Repeat the lines of the data that follow, please, starting at the first and stopping after the one with "TASK = identify one point per instance of the purple".

== Excerpted data

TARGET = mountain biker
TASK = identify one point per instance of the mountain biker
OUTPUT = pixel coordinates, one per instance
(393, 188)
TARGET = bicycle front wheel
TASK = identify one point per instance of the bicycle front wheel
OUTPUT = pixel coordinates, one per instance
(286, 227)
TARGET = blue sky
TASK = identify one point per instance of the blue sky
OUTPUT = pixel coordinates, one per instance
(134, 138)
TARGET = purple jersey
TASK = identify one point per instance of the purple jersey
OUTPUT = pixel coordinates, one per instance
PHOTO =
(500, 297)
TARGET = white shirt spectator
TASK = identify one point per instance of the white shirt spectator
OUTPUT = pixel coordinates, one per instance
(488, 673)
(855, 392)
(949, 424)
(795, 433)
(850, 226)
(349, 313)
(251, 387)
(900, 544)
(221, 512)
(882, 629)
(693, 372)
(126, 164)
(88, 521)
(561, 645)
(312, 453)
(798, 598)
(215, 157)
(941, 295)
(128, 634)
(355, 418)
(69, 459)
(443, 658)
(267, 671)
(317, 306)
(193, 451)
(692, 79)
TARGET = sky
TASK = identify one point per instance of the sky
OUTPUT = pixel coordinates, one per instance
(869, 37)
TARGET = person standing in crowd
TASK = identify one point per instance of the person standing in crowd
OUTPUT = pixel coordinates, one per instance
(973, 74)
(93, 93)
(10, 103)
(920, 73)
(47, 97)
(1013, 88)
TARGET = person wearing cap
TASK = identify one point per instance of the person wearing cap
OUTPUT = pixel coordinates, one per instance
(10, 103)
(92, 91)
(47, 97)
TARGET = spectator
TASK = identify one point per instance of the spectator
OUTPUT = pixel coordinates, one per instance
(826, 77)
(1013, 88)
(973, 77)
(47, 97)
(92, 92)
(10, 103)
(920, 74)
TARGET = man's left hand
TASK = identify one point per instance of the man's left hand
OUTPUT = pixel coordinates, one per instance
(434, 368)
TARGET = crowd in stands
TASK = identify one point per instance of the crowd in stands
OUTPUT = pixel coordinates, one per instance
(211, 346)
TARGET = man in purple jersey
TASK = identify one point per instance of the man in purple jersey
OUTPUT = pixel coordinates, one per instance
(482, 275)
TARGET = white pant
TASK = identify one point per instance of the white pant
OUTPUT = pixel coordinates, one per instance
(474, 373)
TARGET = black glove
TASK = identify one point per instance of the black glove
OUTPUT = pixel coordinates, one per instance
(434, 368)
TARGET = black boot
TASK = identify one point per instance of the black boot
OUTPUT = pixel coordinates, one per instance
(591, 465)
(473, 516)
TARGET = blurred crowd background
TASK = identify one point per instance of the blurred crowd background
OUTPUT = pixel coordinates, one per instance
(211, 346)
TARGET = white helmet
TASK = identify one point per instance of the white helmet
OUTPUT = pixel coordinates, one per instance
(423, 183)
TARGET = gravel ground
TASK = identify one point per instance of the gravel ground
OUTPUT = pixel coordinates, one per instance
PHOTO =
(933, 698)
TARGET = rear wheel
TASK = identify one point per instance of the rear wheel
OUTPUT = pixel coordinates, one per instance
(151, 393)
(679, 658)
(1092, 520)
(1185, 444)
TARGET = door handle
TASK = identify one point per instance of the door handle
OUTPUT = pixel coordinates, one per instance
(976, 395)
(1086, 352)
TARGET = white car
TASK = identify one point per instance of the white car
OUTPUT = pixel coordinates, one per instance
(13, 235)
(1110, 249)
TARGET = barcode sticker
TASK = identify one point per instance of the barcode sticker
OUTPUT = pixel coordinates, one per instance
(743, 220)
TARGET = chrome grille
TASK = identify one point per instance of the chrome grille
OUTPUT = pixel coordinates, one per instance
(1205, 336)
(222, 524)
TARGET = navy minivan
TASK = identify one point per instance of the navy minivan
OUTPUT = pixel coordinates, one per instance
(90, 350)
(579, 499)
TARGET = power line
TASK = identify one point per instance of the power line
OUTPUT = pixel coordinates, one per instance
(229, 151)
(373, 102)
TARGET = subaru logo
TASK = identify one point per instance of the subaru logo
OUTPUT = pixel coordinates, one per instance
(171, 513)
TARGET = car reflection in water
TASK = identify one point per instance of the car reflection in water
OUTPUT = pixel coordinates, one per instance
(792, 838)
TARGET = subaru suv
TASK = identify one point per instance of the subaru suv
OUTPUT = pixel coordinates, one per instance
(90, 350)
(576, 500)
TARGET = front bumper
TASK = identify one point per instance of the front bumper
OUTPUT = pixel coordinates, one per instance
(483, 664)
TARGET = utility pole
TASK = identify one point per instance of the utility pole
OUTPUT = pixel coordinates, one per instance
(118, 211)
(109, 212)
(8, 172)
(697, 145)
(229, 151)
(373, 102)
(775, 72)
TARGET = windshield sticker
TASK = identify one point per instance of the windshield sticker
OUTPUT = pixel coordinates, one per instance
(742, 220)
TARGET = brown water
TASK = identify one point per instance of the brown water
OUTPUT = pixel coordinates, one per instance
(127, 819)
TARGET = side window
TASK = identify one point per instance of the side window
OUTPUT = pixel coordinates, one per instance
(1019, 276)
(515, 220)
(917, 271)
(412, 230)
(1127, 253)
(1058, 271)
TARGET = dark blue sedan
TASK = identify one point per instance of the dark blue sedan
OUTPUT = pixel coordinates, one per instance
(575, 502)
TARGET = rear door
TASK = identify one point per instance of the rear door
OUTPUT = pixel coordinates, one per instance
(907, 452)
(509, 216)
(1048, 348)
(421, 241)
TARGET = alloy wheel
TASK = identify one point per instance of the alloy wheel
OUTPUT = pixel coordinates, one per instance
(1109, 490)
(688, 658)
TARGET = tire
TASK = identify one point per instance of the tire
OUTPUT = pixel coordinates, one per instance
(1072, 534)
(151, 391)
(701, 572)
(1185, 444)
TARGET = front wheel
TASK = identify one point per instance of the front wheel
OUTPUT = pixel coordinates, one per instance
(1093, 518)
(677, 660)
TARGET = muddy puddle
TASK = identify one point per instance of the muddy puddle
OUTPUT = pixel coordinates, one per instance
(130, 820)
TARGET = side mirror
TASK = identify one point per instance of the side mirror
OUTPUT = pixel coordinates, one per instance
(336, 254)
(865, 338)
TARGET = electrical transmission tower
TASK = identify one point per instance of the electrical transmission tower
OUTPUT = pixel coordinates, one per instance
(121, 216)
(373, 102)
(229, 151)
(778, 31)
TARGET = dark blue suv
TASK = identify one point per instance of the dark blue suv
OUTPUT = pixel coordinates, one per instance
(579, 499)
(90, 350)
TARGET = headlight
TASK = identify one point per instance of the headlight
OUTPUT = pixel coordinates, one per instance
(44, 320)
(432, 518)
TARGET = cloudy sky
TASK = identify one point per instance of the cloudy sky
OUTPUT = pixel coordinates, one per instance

====

Expected output
TARGET = mountain biker
TASK = identify one point per instance of the mountain biker
OUTPUT = pixel coordinates, one per instance
(393, 188)
TARGET = bicycle front wheel
TASK = identify one point per instance of the bicycle front wheel
OUTPUT = pixel coordinates, one per instance
(286, 227)
TARGET = blue sky
TASK = identify one point per instance of the blue sky
OUTPUT = pixel coordinates, one per instance
(134, 138)
TARGET = purple jersey
TASK = identify one point per instance of the purple jersey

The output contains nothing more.